Task directions
Produce one exact copy of the records, no pictures.

Image-grounded pointing data:
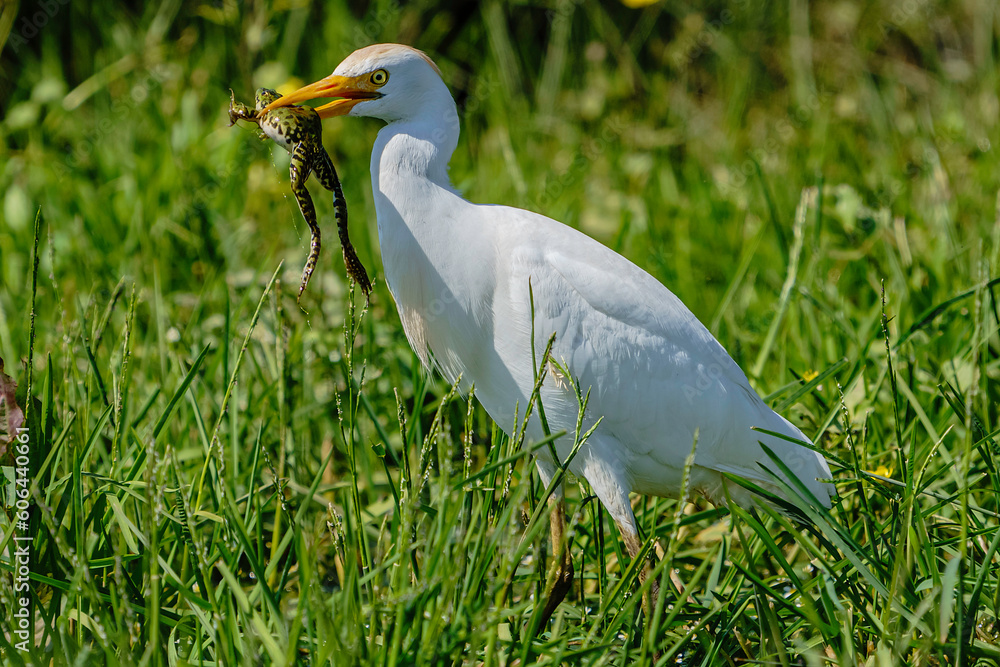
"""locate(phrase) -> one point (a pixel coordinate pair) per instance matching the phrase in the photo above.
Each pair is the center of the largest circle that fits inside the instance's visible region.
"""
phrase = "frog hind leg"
(327, 176)
(298, 172)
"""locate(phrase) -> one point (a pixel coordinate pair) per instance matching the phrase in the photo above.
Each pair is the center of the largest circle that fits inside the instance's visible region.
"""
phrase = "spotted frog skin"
(299, 131)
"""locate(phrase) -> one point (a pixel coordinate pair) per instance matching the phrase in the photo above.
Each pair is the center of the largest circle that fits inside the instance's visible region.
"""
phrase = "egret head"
(388, 81)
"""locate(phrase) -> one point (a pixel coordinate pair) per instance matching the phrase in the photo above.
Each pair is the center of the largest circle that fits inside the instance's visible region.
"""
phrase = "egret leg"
(606, 478)
(559, 577)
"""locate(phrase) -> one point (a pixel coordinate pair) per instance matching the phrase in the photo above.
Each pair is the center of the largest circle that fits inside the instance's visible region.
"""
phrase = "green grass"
(219, 478)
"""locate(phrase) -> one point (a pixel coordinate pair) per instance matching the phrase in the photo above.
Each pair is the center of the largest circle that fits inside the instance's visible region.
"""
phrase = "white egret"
(459, 273)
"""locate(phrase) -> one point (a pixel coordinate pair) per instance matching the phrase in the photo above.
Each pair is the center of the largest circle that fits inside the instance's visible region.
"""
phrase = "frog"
(299, 130)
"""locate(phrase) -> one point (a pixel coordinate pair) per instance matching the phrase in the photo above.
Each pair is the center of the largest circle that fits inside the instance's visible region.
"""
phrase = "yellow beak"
(352, 89)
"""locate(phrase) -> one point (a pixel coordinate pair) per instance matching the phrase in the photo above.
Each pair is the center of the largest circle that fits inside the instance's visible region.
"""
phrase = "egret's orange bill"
(352, 89)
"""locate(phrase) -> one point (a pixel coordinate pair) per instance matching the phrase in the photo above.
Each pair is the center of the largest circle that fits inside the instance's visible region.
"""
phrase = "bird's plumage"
(459, 273)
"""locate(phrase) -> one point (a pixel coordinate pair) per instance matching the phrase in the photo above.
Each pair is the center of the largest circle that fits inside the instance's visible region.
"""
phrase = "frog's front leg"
(298, 173)
(327, 176)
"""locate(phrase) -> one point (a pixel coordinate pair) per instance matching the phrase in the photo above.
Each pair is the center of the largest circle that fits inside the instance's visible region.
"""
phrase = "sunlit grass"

Response for this exercise
"""locate(phrase) -> one point (a pixel coordinate pair) per instance matching the phrase in the photo above.
Each pair is the center of the largest circle that fits inside the instance's visible region.
"""
phrase = "frog hind leg"
(327, 176)
(298, 172)
"""locate(phrase) -> one point (a pixel coordinate pair) per instance matching the phrase in the photo above.
Each pair is the center of the largest circle that fits inside the instance's visible region.
"""
phrase = "spotted frog skin"
(299, 131)
"""locate(phrase) -> one point (a pixel coordinate pair) per instance matching the phrase in the photo above.
Each pair is the center of the largest circle that fits inside the instance's visible region.
"""
phrase = "egret head"
(388, 81)
"""locate(phrase) -> one point (a pixel coordinate pair) per instance matching the phrase in the photo above.
Each pair is the center of the largest circle that fits inside the instance's visible region.
"""
phrase = "egret leg"
(606, 478)
(559, 577)
"""locate(phrase) -> one point (a pixel coordinate pair) per instance matching the phrase in the photo above.
Each pair is the center of the largest circle that fits inside the instance's visible region.
"""
phrase = "green grass"
(219, 478)
"""locate(phrase) -> one point (a pixel coordinate pair) per instance matching the phrase in the photo above.
Each pair is the center of the largest circle that fits inside the instance's visible region.
"""
phrase = "white egret"
(459, 273)
"""locate(phrase) -> one point (a pixel coordinate pair) per instance matching the phrase in the photo above.
Each pair is the center of the largest circle that fits inside the instance's visible region.
"""
phrase = "frog"
(299, 130)
"""locate(phrase) -> one point (a pixel coordinate pair) per instance matching the phrase in the photo above.
Each pair is the center of the largest circle that fits inside the instance's visible region.
"""
phrase = "yellow beak"
(352, 89)
"""locate(phrase) -> one point (a pixel coordinate pair) per instance matching the phrase in the photo above.
Each pair is the center of the largest circle that fits inside the instance's visible region.
"""
phrase = "egret's orange bill"
(352, 89)
"""locate(phrase) -> one point (a pixel coordinate pair) per instance matching the phrase in the photo above.
Each pair is the center of the largest circle that fits inside the instance's visible region.
"""
phrase = "bird's plumage"
(459, 273)
"""locate(phrase) -> one point (a pixel coordinate pair) per instance matching the phrase in the photo above.
Each pair is the center of the largest circle that fits inside the instance's visible region.
"""
phrase = "frog's front leg"
(298, 173)
(327, 176)
"""locate(phrase) -> one point (a pixel coordinate pair) per instance matching the phrase in the photo above.
Each pair is the center of the largest circle that fits inside the instance's visible region.
"""
phrase = "sunlit grass"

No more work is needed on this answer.